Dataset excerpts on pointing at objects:
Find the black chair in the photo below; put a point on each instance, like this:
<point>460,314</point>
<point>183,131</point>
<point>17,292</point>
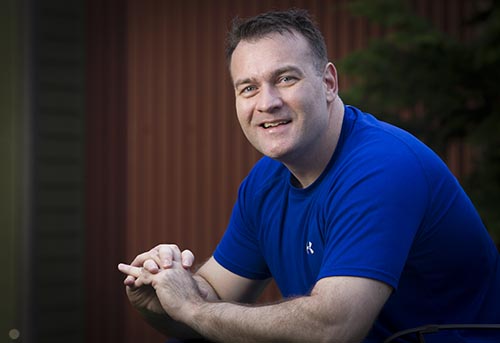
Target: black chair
<point>420,331</point>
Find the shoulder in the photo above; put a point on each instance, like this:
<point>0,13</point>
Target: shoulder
<point>266,174</point>
<point>373,142</point>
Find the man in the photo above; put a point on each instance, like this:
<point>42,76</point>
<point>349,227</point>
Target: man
<point>363,228</point>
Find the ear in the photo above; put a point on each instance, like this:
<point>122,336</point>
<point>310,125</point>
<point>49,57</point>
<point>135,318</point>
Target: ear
<point>331,82</point>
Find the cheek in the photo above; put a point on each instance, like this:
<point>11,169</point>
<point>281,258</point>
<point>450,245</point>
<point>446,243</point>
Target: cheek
<point>243,112</point>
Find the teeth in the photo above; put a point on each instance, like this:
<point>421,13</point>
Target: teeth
<point>268,125</point>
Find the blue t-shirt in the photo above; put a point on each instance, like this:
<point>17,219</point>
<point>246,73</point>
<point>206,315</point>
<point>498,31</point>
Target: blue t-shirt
<point>386,208</point>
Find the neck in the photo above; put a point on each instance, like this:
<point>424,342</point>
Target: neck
<point>309,167</point>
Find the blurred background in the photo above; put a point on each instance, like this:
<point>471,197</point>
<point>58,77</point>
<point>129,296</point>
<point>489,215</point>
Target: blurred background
<point>118,132</point>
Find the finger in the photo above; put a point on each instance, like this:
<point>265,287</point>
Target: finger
<point>140,259</point>
<point>151,266</point>
<point>169,253</point>
<point>129,270</point>
<point>187,258</point>
<point>129,281</point>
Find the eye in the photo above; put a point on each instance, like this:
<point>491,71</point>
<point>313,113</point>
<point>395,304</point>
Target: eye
<point>287,79</point>
<point>247,90</point>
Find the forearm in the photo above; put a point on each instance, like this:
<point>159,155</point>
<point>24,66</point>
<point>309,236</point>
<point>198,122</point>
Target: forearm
<point>172,328</point>
<point>296,320</point>
<point>163,323</point>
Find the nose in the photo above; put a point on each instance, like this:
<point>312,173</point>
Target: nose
<point>269,99</point>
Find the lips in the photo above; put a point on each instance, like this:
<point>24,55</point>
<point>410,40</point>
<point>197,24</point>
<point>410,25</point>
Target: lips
<point>271,124</point>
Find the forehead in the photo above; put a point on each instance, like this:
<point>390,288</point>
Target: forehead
<point>271,52</point>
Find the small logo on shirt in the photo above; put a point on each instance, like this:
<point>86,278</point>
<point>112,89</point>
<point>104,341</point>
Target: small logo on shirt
<point>309,248</point>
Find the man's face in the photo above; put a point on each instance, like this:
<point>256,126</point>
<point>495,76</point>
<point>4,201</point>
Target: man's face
<point>281,98</point>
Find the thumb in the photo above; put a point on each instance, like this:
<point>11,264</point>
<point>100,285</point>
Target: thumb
<point>187,258</point>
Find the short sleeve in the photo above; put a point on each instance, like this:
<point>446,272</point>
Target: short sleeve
<point>373,215</point>
<point>238,250</point>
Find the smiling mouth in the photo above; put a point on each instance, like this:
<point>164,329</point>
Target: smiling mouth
<point>274,124</point>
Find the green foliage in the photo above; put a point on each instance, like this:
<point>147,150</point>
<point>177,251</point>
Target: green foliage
<point>447,88</point>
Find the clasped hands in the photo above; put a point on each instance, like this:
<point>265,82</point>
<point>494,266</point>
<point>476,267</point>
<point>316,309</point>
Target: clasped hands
<point>160,281</point>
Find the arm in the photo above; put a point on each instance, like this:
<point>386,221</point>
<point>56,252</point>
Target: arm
<point>339,309</point>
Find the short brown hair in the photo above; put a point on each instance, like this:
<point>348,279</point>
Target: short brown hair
<point>290,21</point>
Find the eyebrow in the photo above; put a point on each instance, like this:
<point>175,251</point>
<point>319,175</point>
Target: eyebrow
<point>274,74</point>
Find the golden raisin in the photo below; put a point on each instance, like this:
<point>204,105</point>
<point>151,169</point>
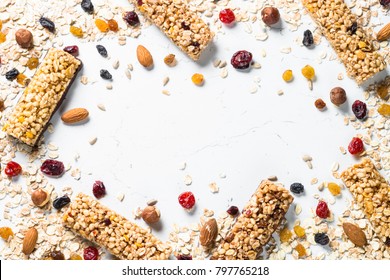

## To be done
Rewrite every line from the start of the rows through the line holding "<point>420,331</point>", inclusive, keeping the requests, and scale only the point coordinates in the answers by 0.4, rounding to whole numbers with halves going up. Leave the pictures out.

## Solution to the exercise
Find the black chair in the photo below; put a point on each instance, like this:
<point>460,314</point>
<point>183,131</point>
<point>17,292</point>
Target: black chair
<point>168,132</point>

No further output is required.